PROBLEM DETAILS: Rewrite the data from its beginning through the line that contains "[[66, 0, 582, 94]]", replacing "Mark" with "Locate" and leaving everything else unchanged, and leave out the pictures.

PROVIDED DATA:
Start

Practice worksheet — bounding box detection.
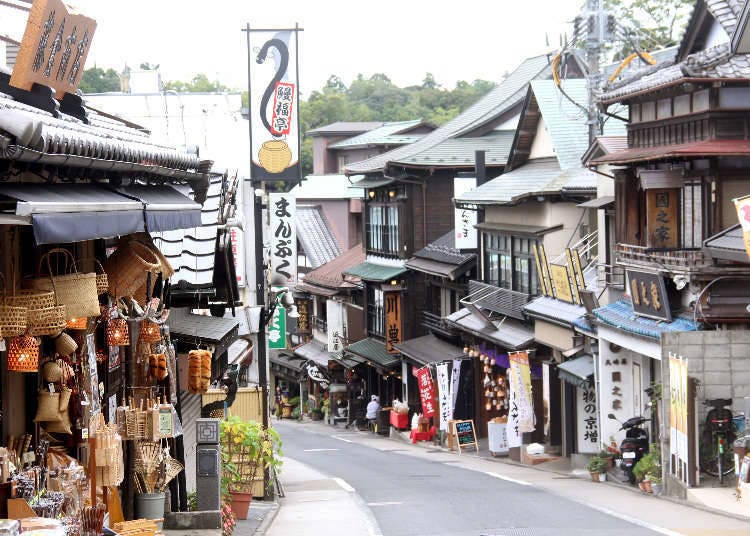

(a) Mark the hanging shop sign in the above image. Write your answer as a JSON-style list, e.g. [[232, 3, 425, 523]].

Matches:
[[435, 363, 453, 432], [417, 367, 435, 418], [453, 177, 479, 249], [268, 193, 297, 285], [733, 195, 750, 257], [549, 264, 575, 303], [628, 270, 672, 322], [268, 305, 286, 350], [384, 292, 403, 354], [248, 30, 300, 181], [576, 386, 601, 453], [10, 0, 96, 99]]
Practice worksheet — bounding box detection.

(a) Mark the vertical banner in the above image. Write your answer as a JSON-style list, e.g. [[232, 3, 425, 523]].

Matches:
[[417, 367, 435, 418], [453, 177, 479, 249], [435, 363, 453, 432], [268, 305, 286, 350], [326, 300, 344, 354], [248, 30, 300, 182], [384, 292, 402, 354], [268, 193, 297, 285]]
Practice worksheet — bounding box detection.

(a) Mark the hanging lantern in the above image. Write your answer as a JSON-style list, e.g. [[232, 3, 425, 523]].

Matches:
[[8, 335, 39, 372], [65, 316, 89, 330], [138, 320, 161, 342], [107, 318, 130, 346]]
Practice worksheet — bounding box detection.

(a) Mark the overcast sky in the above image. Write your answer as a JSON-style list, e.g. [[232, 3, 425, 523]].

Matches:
[[66, 0, 582, 94]]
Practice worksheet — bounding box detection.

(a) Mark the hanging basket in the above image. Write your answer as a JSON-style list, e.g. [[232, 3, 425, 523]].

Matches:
[[104, 240, 161, 298], [8, 335, 39, 372], [107, 318, 130, 346], [138, 320, 161, 343]]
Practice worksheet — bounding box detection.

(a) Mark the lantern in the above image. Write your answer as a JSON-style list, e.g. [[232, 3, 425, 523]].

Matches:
[[138, 320, 161, 342], [65, 316, 89, 330], [8, 335, 39, 372], [107, 318, 130, 346]]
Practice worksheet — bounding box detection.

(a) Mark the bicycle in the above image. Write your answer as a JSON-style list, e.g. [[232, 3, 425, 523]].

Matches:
[[700, 398, 735, 484]]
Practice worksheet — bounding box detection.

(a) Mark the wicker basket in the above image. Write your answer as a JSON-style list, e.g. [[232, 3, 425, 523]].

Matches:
[[8, 335, 39, 372], [104, 240, 161, 298]]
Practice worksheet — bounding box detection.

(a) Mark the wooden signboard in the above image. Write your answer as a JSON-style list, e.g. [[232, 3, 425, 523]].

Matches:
[[10, 0, 96, 99], [453, 419, 479, 454]]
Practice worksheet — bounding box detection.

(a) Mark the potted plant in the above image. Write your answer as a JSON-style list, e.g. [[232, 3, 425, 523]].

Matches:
[[587, 456, 607, 482], [220, 415, 281, 519]]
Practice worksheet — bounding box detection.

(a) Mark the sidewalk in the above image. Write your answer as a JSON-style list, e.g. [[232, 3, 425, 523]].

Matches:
[[269, 421, 750, 536]]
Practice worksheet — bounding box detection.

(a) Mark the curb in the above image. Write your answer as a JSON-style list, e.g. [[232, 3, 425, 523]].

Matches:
[[255, 501, 281, 534]]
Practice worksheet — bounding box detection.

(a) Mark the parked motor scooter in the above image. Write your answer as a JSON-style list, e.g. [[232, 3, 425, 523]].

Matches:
[[607, 413, 648, 484]]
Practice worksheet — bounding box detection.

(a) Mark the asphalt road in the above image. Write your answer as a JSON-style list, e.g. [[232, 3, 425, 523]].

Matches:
[[274, 421, 657, 536]]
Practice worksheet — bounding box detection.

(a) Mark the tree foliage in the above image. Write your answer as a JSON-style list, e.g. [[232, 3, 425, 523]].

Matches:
[[78, 67, 120, 93], [296, 73, 495, 174]]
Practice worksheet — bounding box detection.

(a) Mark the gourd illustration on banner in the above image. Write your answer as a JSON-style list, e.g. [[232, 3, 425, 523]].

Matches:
[[250, 30, 299, 180]]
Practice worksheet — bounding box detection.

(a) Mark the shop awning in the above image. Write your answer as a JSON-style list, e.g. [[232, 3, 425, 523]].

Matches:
[[344, 262, 406, 283], [394, 334, 464, 365], [167, 308, 240, 357], [346, 338, 401, 369], [294, 341, 336, 368], [117, 184, 201, 233], [0, 183, 145, 244], [557, 354, 594, 386]]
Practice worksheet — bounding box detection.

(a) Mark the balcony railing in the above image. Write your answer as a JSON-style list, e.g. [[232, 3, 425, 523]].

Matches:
[[615, 244, 712, 272], [422, 311, 458, 337], [461, 281, 532, 320]]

End

WRITTEN RESPONSE:
Practice worksheet — bounding box detection.

(a) Locate the hanging shop sign in the above image. Write your answer as a JSON-style list, e.g. [[232, 3, 425, 523]].

Matches:
[[435, 363, 453, 432], [417, 367, 435, 418], [453, 177, 479, 249], [268, 193, 297, 285], [733, 195, 750, 257], [549, 264, 575, 303], [628, 270, 672, 322], [268, 305, 286, 350], [384, 292, 403, 354], [248, 30, 300, 181], [576, 386, 601, 453], [10, 0, 96, 99]]
Practice worksheet — bounding box detection.

(a) Locate the vertical banner in the above image. Write your answer as a JSON-style list, e.g. [[232, 3, 425, 523]].

Matches:
[[417, 367, 435, 418], [453, 177, 479, 249], [435, 363, 453, 432], [268, 305, 286, 350], [326, 300, 344, 354], [248, 30, 300, 182], [384, 292, 402, 354], [268, 193, 297, 285]]
Practice worksheet — bounding box detection.

(a) Locate the hanging lantern in the above image. Write your answer as a JSON-style list, e.g. [[232, 3, 425, 523]].

Matches:
[[8, 335, 39, 372], [65, 316, 89, 330], [138, 320, 161, 342], [107, 318, 130, 346]]
Practice worksheet — bounding box detection.

(a) Locate the overcast sky in the above image. Write your answer as a JSON-style list, e.g. [[232, 3, 425, 523]].

Matches:
[[66, 0, 582, 94]]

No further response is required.